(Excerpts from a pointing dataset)

━━━━━━━━

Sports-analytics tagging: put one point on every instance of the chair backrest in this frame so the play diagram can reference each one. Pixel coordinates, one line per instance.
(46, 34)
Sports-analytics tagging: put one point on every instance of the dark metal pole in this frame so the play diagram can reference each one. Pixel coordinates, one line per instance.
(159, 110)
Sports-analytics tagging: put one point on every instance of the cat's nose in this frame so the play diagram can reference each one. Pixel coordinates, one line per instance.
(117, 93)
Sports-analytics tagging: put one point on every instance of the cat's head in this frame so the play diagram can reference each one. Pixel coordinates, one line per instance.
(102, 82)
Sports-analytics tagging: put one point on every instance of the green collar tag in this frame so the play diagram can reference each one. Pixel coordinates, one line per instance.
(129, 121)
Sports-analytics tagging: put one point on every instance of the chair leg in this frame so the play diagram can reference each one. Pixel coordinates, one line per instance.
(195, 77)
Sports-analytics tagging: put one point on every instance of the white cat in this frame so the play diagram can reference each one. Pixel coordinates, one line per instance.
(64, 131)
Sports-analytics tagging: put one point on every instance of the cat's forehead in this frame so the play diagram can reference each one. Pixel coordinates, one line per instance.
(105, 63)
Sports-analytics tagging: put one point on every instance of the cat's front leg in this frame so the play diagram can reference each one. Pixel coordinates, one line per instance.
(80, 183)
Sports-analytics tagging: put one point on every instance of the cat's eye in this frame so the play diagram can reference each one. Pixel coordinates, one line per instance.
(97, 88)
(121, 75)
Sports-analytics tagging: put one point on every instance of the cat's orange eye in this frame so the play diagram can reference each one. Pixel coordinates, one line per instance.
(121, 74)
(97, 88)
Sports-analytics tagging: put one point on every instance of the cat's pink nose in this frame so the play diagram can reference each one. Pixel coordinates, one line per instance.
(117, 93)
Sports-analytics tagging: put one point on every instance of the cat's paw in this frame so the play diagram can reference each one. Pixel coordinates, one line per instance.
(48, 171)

━━━━━━━━

▶ Stated task:
Write out all of the records above verbatim, one line each, in their original order.

▶ Solution to this exercise:
Sports-analytics tagging: put one point on every instance of the chair backrest in this frame so the play diagram can reference each one. Pixel coordinates, one line per instance.
(46, 34)
Sports-analytics tagging: put one point on every instance of the dark metal pole in this frame so the play diagram can reference each one. Pixel coordinates, one line per instance.
(159, 110)
Sports-analytics tagging: put one point on every instance of the cat's nose in this frame so the play diagram can reference each one. Pixel coordinates, one line per instance.
(117, 93)
Sports-analytics tagging: put one point on every instance of the cat's head in this frame so the play diagram can reference each one. Pixel coordinates, one line per instance.
(102, 82)
Sports-analytics tagging: put one point on every instance of the green collar tag in this frame so the play diagram can reference each one. Pixel coordinates, one line per instance.
(129, 121)
Sports-analytics tagging: put one point on every instance of the chair leg in this frame so the play diagram can reference each one. Pixel coordinates, one line per instance.
(195, 77)
Sports-analytics tagging: put one point on every instance of the white cat in this frame so the play diagram can reference each one. Pixel coordinates, one line per instance.
(64, 131)
Sports-analytics tagging: put one point on every instance of the cat's forehead in this frame so the play diagram can reference each one. Pixel coordinates, one line per instance.
(105, 63)
Sports-analytics tagging: put one point on every instance of the cat's front leg in this frame so the play diagram can reference each one. Pixel coordinates, one line per instance.
(80, 183)
Sports-analytics tagging: put one point on every instance of the cat's eye in this frame so the play diagram can reference each one. Pixel coordinates, one line per instance.
(97, 88)
(121, 75)
Sports-analytics tagging: put one point on every instance of the cat's orange eye in this frame so the play diagram can reference each one. Pixel coordinates, one line per instance.
(121, 74)
(97, 88)
Sports-analytics tagging: put one point on every instance of the cat's pink nose in this frame so the play diagram can reference each one. Pixel coordinates, one line per instance.
(117, 93)
Sports-analytics tagging: put one point on every instance of the cat's paw in this frame so the play diagram can reference each one. Pixel coordinates, one line per instance.
(48, 171)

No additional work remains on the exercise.